:: PROVIDED PASSAGE
In civil law jurisdictions, it is important to be prudent and concise when stating the facts in order to not be considered as admissions.
Drafting and Interpreting Contracts
It is clearly noticeable that contracts drafted in common law jurisdictions are detailed to cover all presumptions of potential risks that may arise upon signing the contract and during the contract period, however, in civil law jurisdictions, contracts do not include general  details which do not relate to the law, the reason is that in the common law system  the interpretation of the contract is based on the form of the wording of the contract, however, in the civil law interpretation, the judge has a discretionary power to find the factual reason of the parties  and not the apparent reasons only.
Article 125 of the Bahrain Civil Code provides that:
“When the wording of a contract is clear, it cannot be deviated from it in order to ascertain by means of interpretation the intention of the parties  However, when a contract has to be construed, it is necessary to ascertain the common intention of the parties and to go beyond the literal meaning of the words, taking into account the nature of the transaction as well as that loyalty and confidence which should exist between the parties in accordance with commercial usage.”
The Bahraini court of cassation has established that:
“In the interpretation of contracts, consideration should be given to the common intention of the parties to the contract; understanding of such intention is under the capacity of the substantive judge.   Whenever, the court identifies the common intention of the parties , then the court can justify it with the proper legal justification without being limited by the justification of the parties‘’ 
It is important to take in consideration the rule of interpretation and application of the condition of the contract upon drafting the contract or the terms of reference in arbitration and upon the selection of the applicable law, since the common law applies an objective standard in interpretation and applying the terms of the contract , whilst civil law applies a subjective standard when determining the intention of the parties from the wording of a contract.
Another concept that one must be prudent in dealing with when interpreting a contract is the good faith principle.
Article 129 of the Bahraini Civil Law provides that:  
A contract must be performed in accordance with its provisions and in compliance with the requirements of good faith and ethics of dealing.
However, according to the common law application, the concept of good faith takes different forms, there are similar forms to that of the civil law, such as estoppels, and violating such principle will considered as a breach. 
Judicial interpretations  of  the text of law:
The judicial interpretation is accomplished through the judgments reasoning (ratio decidendi), most of the judicial interpretation is done when there is an ambiguity or if the application of the text in its literal form would lead to a breach of the spirit of justice and law, this was illustrated in the following judgment issued by the Bahrain court of cassation in its interpretation of article 252 of the law of civil and commercial procedure 1976.
Article 252 of the law of procedure provides that:
“Courts judgments and orders passed in any foreign country may be ordered to be enforced on the same conditions as are laid down in the law of that country for enforcing court judgment and orders issued in Bahrain.
::::
## GIVEN TASK 1
From the passage on contract interpretation in civil and common law, quote the text starting with "Another concept that" and going on through "ethics of dealing.".
## GIVEN TASK 2
Translate this sentence from the passage on contract interpretation in civil and common law into Spanish: "Another concept that one must be prudent in dealing with when interpreting a contract is the good faith principle."
## GIVEN TASK 3
Please write what comes next in the passage on contract interpretation in civil and common law, picking up after its final sentence.
:: EXTRACTED MATERIAL
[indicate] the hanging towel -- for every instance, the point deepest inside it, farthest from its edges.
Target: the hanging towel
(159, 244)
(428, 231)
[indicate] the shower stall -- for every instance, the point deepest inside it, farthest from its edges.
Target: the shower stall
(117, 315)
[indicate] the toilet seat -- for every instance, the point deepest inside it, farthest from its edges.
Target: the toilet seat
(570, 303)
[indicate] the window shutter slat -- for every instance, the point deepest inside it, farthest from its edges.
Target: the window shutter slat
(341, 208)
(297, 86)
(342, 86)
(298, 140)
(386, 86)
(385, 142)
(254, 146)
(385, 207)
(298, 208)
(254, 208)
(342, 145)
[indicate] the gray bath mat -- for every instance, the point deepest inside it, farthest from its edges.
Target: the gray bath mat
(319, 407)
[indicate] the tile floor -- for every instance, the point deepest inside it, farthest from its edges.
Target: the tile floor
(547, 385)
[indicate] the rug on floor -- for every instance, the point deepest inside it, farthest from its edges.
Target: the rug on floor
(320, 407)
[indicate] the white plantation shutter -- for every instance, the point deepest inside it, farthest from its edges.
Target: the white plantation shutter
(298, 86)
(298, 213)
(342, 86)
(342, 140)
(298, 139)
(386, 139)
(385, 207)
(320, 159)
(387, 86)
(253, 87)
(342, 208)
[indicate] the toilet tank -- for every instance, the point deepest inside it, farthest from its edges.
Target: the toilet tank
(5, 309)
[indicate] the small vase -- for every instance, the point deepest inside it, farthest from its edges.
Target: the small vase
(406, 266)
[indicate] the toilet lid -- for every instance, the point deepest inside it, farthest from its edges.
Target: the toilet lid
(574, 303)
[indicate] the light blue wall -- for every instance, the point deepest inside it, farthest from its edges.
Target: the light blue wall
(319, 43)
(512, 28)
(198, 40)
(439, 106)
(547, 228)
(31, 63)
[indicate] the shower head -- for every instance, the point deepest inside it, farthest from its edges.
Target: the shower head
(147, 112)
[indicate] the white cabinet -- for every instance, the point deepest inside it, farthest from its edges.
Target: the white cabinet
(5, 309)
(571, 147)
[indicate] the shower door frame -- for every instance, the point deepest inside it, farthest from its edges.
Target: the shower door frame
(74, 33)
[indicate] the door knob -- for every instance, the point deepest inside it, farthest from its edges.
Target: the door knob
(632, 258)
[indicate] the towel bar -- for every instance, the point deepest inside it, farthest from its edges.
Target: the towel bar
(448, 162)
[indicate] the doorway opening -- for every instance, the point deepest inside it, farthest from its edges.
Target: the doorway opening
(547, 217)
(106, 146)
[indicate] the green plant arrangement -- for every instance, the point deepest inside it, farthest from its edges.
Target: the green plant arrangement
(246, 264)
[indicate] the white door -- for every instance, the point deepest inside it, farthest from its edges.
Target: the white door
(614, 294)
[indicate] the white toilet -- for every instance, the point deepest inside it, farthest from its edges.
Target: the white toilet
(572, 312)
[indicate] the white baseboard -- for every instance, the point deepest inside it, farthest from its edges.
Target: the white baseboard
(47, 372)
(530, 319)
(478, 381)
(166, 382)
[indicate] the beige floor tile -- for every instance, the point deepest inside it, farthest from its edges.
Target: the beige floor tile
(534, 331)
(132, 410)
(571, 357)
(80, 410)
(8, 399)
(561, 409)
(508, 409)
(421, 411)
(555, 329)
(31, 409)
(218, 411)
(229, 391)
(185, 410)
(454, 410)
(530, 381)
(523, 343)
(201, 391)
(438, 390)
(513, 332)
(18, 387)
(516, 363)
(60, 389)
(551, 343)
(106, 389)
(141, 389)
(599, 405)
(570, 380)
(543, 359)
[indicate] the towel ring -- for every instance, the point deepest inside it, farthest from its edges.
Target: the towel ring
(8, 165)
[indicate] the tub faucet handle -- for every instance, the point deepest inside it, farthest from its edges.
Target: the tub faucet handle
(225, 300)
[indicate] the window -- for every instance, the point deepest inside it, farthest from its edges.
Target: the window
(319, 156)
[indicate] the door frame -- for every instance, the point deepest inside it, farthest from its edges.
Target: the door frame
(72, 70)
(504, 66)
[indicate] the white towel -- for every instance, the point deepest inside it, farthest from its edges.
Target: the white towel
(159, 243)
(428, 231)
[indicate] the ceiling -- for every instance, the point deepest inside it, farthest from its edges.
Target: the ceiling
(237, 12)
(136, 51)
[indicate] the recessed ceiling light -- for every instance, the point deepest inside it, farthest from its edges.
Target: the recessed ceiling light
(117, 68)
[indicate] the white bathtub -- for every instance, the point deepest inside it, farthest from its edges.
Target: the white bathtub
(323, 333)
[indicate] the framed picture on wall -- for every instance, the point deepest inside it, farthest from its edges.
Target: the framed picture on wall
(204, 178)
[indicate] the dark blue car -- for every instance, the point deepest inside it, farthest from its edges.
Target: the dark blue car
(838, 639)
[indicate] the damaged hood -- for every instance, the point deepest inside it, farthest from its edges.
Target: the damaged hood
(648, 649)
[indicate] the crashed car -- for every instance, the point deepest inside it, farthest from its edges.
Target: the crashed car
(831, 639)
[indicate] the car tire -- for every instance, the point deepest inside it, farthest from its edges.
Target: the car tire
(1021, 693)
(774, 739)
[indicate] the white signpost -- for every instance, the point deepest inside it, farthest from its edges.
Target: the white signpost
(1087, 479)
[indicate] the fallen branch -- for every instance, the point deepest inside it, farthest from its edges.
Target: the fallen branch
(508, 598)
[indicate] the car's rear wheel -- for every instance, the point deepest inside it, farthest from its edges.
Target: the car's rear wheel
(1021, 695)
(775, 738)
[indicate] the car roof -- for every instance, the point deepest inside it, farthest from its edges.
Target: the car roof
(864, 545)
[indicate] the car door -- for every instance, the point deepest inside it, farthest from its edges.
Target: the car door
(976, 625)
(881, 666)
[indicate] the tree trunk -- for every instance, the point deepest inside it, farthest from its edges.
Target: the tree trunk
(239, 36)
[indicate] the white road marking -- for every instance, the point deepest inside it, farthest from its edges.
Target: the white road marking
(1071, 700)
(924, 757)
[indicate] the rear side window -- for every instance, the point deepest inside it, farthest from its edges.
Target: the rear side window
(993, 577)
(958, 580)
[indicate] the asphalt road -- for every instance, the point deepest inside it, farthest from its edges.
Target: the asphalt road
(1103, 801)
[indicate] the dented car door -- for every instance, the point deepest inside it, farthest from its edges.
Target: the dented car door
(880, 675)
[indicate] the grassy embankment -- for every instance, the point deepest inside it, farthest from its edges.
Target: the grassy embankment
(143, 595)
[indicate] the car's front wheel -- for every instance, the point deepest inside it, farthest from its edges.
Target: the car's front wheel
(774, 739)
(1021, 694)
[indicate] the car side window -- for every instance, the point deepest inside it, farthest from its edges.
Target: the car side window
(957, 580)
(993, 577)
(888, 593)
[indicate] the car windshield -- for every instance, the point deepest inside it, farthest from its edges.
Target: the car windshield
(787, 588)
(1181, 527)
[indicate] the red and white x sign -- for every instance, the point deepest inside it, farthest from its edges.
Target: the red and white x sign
::::
## TASK RESPONSE 1
Another concept that one must be prudent in dealing with when interpreting a contract is the good faith principle.
Article 129 of the Bahraini Civil Law provides that:  
A contract must be performed in accordance with its provisions and in compliance with the requirements of good faith and ethics of dealing.

## TASK RESPONSE 2
Otro concepto con el que se debe ser prudente al interpretar un contrato es el principio de buena fe.

## TASK RESPONSE 3
Application for issue of an enforcement order shall be filed with the High Court in accordance with the terms and conditions for filing court action after payment of the prescribed fees.
No enforcement order may be passed except after ascertaining the following:
1: that the Bahrain law courts are not competent to hear the case in respect of which the court judgment or order was passed and that the foreign courts which passed it, are competent in accordance with the international rules of jurisdiction set down in the laws thereof.
2: that the litigants to the case in respect of which the judgment was issued were duly summoned and properly represented.
3: that the court judgment or order has become final in accordance with the law of the court that passed it.
4 : that the court judgment is in no way inconsistent with any judgment or order previously passed by the Bahrain courts and does not provide for anything which constitutes a breach of public order or ethics.”
It appears from the above Article, that one of the reasons, on which the court, can deny the enforcement of a foreign judgment, is that the Bahrain courts are not competent to hear the disputes and that the foreign courts which passed the judgment are competent according to the rules of international judicial jurisdiction rules adopted by its internal laws.
In this respect, Bahrain courts resolved a dispute relating to the enforcement of a judgment issued in the State of Kuwait, where the claimant was a judgment creditor in a judgment issued in Kuwait and the defendant was a Bahraini company, this meant that Bahrain was competent to adjudicate the dispute, therefore, if we applied the literal text of Article 252 of the Civil and Commercial Procedural Law the enforcement should have been rejected as the courts of Bahrain had the competence.
However, the Bahrain court of cassation decided that such judgment should be enforced in Bahrain based on the following:
In spite of the provision of Article 252 which provides that the enforcement of the foreign judgment is not allowed if Bahrain courts are competent to resolve the dispute and the Bahrain courts in this case being competent, the Article did not deal with the”commune jurisdiction” between the court of enforcement and the foreign courts which issued the judgment such “commune jurisdiction“ is to be applied to this case.
The court therefore ordered the enforcement of the judgment and based its reasoning on “the judgment issued from a competent court and the consideration of the ‘forum conveniens’ and the needs of international transactions necessitate confirming the situation which was established by the judgment, and order the enforcement”. 
Such principle is adopted by the Egyptian courts.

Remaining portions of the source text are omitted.